▸ EXERCISE
Give the number of lines below that hold "soil", and only that.

▸ Saved entries
......

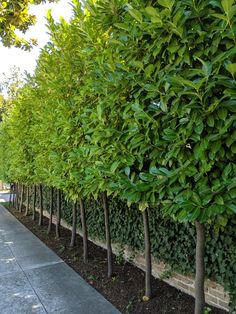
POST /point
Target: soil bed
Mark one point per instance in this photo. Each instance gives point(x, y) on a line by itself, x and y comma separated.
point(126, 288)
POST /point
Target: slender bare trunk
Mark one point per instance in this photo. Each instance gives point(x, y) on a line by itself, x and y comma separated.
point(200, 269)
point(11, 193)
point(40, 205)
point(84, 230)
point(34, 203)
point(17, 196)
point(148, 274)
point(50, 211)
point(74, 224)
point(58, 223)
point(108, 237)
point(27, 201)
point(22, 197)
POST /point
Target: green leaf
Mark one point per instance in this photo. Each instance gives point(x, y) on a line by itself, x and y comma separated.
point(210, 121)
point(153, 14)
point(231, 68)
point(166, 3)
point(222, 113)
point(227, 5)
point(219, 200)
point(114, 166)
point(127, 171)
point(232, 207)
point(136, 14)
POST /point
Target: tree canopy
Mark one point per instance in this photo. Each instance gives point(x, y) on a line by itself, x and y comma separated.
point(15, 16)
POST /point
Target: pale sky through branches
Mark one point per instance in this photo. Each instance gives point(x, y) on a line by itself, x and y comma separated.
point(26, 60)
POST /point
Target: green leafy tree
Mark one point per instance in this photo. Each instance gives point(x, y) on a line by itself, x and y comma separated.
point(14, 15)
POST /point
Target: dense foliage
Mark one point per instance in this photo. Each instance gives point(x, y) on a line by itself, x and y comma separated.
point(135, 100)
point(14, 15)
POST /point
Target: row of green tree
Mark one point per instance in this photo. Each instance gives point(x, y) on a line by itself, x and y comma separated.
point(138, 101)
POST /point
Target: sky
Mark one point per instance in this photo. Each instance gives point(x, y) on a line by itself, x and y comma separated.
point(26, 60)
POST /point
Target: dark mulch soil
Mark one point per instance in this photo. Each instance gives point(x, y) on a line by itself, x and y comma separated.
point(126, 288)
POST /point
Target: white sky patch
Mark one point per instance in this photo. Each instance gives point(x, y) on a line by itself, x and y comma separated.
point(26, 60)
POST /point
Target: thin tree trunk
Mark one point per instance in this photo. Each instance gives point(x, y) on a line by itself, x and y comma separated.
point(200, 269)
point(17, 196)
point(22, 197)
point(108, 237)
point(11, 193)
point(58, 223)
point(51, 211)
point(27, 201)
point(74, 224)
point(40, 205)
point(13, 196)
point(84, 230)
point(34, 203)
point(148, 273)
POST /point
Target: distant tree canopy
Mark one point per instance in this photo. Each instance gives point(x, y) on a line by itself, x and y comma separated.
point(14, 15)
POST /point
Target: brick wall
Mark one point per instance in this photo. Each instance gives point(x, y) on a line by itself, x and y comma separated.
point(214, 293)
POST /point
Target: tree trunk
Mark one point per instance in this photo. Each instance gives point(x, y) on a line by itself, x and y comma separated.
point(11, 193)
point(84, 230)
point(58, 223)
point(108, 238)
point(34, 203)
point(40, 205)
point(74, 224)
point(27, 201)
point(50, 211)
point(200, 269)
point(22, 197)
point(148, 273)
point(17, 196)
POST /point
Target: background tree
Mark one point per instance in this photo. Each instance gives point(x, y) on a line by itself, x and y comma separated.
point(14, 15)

......

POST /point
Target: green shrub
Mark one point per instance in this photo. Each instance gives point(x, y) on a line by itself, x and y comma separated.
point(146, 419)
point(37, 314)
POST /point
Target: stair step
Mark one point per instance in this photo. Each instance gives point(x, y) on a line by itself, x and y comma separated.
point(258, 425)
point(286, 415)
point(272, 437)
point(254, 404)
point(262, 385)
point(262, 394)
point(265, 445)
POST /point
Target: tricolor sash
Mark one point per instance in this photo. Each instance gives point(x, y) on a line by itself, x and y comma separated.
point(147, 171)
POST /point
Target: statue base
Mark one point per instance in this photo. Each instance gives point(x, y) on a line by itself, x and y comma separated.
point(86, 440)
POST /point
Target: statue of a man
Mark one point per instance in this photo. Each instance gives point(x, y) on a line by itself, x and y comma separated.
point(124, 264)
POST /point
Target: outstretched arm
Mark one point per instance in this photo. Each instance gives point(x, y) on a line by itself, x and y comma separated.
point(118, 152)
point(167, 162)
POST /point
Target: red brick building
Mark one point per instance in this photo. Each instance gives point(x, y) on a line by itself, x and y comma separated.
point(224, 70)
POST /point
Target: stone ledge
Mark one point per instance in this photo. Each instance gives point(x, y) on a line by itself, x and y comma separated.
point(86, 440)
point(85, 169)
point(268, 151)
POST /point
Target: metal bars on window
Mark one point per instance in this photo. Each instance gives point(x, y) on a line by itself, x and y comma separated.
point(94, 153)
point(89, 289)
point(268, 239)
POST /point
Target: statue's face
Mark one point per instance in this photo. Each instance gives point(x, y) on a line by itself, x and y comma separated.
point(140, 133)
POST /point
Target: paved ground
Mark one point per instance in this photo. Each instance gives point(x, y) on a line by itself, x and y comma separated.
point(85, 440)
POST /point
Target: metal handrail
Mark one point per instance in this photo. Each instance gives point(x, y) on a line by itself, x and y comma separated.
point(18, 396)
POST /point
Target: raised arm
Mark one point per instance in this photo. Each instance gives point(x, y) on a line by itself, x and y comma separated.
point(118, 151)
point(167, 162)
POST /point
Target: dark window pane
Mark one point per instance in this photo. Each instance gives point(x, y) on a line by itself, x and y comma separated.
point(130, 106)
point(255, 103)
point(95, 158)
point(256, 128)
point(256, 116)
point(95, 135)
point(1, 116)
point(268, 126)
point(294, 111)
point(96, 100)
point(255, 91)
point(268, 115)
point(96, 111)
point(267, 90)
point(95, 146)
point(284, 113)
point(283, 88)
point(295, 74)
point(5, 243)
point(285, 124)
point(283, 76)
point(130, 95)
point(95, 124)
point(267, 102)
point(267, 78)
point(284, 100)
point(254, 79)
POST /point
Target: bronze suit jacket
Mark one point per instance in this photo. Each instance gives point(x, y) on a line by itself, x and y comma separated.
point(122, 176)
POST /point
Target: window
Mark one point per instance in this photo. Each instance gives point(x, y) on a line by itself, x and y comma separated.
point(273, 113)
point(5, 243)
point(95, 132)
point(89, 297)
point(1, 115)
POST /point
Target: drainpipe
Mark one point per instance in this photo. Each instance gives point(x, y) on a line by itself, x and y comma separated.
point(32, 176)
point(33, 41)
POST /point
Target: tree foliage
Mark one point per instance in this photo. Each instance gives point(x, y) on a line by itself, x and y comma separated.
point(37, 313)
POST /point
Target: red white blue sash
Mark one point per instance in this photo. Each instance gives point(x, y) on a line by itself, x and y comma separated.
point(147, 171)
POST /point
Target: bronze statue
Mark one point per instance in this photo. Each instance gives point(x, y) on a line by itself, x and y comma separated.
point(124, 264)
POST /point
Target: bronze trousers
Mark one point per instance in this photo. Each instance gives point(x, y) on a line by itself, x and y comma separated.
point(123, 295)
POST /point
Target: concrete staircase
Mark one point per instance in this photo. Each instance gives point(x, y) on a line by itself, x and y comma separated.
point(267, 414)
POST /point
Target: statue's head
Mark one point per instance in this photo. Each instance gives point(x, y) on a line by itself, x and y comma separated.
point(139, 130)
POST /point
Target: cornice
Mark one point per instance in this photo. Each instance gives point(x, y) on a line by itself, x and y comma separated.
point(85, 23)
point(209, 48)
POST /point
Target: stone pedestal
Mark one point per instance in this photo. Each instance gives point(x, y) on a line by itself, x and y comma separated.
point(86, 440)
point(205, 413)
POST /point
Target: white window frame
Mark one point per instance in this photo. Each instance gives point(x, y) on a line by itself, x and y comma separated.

......

▸ ANSWER BOX
2